[Dataset entries]
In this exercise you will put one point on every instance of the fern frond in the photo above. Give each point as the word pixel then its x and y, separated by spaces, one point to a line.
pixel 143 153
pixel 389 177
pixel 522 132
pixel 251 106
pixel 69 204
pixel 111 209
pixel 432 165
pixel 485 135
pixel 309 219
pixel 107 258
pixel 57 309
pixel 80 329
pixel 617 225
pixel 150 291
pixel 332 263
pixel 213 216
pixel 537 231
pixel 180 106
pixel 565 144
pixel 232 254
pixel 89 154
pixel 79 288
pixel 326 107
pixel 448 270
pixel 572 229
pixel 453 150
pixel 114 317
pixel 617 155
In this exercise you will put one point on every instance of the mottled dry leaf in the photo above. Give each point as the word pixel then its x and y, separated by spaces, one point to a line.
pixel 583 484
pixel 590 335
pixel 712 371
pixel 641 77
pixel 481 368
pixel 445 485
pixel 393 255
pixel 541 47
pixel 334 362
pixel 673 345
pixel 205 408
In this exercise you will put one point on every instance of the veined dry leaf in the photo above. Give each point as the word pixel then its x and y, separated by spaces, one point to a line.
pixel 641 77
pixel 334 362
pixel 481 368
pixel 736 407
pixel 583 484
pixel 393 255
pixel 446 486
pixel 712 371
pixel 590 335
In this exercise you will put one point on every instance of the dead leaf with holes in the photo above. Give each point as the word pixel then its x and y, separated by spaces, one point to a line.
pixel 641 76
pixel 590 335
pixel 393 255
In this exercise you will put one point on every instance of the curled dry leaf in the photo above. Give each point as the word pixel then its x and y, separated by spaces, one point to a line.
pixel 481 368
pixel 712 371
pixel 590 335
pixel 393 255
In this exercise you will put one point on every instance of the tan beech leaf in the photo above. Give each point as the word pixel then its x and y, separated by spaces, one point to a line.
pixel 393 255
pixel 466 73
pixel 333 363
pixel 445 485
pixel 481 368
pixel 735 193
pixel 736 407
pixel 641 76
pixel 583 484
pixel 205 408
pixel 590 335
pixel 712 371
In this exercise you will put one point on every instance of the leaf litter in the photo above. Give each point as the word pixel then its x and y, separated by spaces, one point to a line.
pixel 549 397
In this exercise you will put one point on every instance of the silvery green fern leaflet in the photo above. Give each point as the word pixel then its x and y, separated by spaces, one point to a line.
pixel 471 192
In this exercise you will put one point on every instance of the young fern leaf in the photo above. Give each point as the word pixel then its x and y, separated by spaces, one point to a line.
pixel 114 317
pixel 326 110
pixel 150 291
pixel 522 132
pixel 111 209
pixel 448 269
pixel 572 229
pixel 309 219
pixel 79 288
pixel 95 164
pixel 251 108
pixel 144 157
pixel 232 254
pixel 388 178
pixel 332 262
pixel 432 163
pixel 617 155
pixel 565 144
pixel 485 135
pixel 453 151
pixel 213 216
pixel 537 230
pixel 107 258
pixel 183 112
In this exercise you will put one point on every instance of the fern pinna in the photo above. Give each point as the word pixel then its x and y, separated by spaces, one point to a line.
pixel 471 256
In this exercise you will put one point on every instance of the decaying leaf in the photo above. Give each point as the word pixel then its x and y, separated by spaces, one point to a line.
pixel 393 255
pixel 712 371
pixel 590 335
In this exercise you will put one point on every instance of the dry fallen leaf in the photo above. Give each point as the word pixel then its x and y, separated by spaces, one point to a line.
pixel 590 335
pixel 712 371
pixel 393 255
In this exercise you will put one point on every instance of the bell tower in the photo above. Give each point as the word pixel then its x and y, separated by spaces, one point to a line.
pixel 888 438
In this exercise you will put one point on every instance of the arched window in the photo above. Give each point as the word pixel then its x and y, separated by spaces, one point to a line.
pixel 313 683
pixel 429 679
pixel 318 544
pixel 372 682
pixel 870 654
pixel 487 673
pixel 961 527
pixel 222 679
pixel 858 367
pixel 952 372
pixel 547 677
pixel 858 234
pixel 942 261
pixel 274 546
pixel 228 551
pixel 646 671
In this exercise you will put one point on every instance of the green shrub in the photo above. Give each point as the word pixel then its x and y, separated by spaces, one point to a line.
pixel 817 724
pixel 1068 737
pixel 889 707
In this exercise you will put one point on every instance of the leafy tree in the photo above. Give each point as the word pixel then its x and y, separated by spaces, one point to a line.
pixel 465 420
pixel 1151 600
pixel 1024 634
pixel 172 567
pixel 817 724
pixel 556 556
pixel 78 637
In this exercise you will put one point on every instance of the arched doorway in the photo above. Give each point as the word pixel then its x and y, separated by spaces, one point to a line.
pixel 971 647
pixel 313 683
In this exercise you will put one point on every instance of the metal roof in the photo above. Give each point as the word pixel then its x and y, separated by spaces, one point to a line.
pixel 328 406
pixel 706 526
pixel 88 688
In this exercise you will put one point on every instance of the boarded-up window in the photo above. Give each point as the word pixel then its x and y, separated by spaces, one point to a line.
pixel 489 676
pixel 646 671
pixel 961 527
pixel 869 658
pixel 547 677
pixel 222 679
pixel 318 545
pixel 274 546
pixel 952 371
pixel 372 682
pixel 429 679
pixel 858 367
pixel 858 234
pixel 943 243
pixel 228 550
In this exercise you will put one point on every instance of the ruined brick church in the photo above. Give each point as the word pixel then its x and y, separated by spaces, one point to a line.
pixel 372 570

:: Aim of the exercise ::
Write every entry out again exactly.

:: Result below ::
In this exercise you will put one point on every instance of the fern frond in the photo above. Give each point as the word pixel then its x and y, separated by spaces, one point to a line.
pixel 143 153
pixel 389 177
pixel 522 132
pixel 251 106
pixel 69 204
pixel 111 209
pixel 432 165
pixel 485 135
pixel 309 219
pixel 107 258
pixel 57 309
pixel 80 329
pixel 617 225
pixel 150 291
pixel 332 263
pixel 213 216
pixel 537 231
pixel 180 106
pixel 565 144
pixel 232 254
pixel 89 154
pixel 79 288
pixel 326 107
pixel 448 270
pixel 572 229
pixel 453 150
pixel 114 317
pixel 617 155
In this exercise you will put one point on every instance of the mottled dry leaf in the photo above. Give each point as the word pixel then its x and y, separated by spaces, one point to a line.
pixel 583 484
pixel 590 335
pixel 712 371
pixel 641 77
pixel 481 368
pixel 445 485
pixel 393 255
pixel 541 47
pixel 334 362
pixel 673 345
pixel 205 408
In this exercise you will put one point on every instance of the veined dry leaf in the photo above. Give each point as the word pixel then its x and y, separated by spaces, one point to a line.
pixel 641 77
pixel 334 362
pixel 481 368
pixel 736 407
pixel 583 484
pixel 393 255
pixel 446 486
pixel 712 371
pixel 590 335
In this exercise you will put one point on every instance of the dead leaf with holes in the photo above. Give each point as the word pixel then its x and y, separated by spaces, one point to a line.
pixel 641 76
pixel 590 335
pixel 393 255
In this exercise you will put one point on every instance of the curled dry leaf in the photo above. Give each point as the word pixel then its x and y, separated by spaces, one point to a line.
pixel 481 368
pixel 712 371
pixel 590 335
pixel 393 255
In this exercise you will put one point on every instance of the tan beech leaf in the photo above. Give each point as the word pixel then its x and y, separated by spaces, one point to a line.
pixel 393 255
pixel 466 73
pixel 333 363
pixel 445 485
pixel 481 368
pixel 735 193
pixel 736 407
pixel 641 76
pixel 583 484
pixel 205 408
pixel 590 335
pixel 712 371
In this exercise you will put one point on every instance of the leaf litter in the photo above. Give each point as the word pixel then its x and y, separated by spaces, one point to a line.
pixel 549 397
In this exercise you will put one point on every instance of the silvery green fern leaflet in the photo above. Give each point as the word pixel then its x and y, separated by spaces, one point to a line.
pixel 471 192
In this exercise you will put one point on every instance of the young fern leaf in the photo above. Give each point as the word pixel then its x and y, separated by spaces, one point to a line.
pixel 114 317
pixel 326 110
pixel 150 291
pixel 522 132
pixel 111 209
pixel 448 269
pixel 572 229
pixel 309 219
pixel 79 288
pixel 95 164
pixel 251 108
pixel 144 157
pixel 232 254
pixel 388 178
pixel 332 262
pixel 432 163
pixel 617 155
pixel 565 144
pixel 485 135
pixel 453 151
pixel 213 216
pixel 537 230
pixel 107 258
pixel 183 112
In this exercise you will put one point on every instance of the fern pinna in the photo above. Give each point as the word pixel then its x and y, separated by spaces, one point to a line.
pixel 471 256
In this exercise you will put one point on every instance of the decaying leaf in the photo above. Give each point as the word pixel then its x and y, separated by spaces, one point to a line.
pixel 393 255
pixel 712 371
pixel 590 335
In this exercise you will put one point on every instance of the dry fallen leaf in the photo above. Give each point as the word pixel then its x and y, separated by spaces, one point to a line.
pixel 590 335
pixel 712 371
pixel 393 255
In this exercise you will put one point on every instance of the bell tower in the photo above. Give each point as the word pixel then its x and y, separated by spaces, one point to a line.
pixel 888 438
In this exercise you will put one point on every instance of the arched window in the photo above. Give each point as the word pixel then its x and y, separated by spaces, one point to a line.
pixel 313 683
pixel 429 679
pixel 318 544
pixel 372 682
pixel 870 654
pixel 487 673
pixel 961 527
pixel 222 679
pixel 858 367
pixel 952 372
pixel 547 677
pixel 858 234
pixel 942 261
pixel 274 546
pixel 228 551
pixel 646 671
In this exercise you will put one point on every instance of the green shrub in the photo above. Give each point as the word pixel then its x and y, separated by spaces, one point to a line.
pixel 817 724
pixel 1068 737
pixel 889 707
In this exercise you will put one point on every instance of the leafy tree in the photo above. Give each point as the word pixel then its x and y, separated by spaces, one point to a line.
pixel 465 420
pixel 1151 600
pixel 1024 634
pixel 172 567
pixel 817 724
pixel 556 556
pixel 78 637
In this exercise you will put one point on every instance of the arched doorway in the photo above. Give each point as the word pixel then its x and y, separated by spaces, one point to a line.
pixel 971 647
pixel 313 683
In this exercise you will put one point on every instance of the metal roof in the photo above. Give each point as the word pixel then its x and y, separated by spaces, one point to a line.
pixel 328 406
pixel 706 526
pixel 88 688
In this exercise you will put one point on every instance of the boarded-up window in the photo above. Give each point as the word pixel then its x and y, separated by spaces, one point to a line.
pixel 489 676
pixel 646 671
pixel 961 527
pixel 869 658
pixel 547 677
pixel 222 679
pixel 318 545
pixel 274 546
pixel 952 371
pixel 372 682
pixel 429 679
pixel 858 367
pixel 858 234
pixel 943 243
pixel 228 550
In this exercise you will put one point on every instance of the ruined brick church in the photo above. Give each point as the word pixel then its x and y, separated by spaces, one point to a line.
pixel 372 570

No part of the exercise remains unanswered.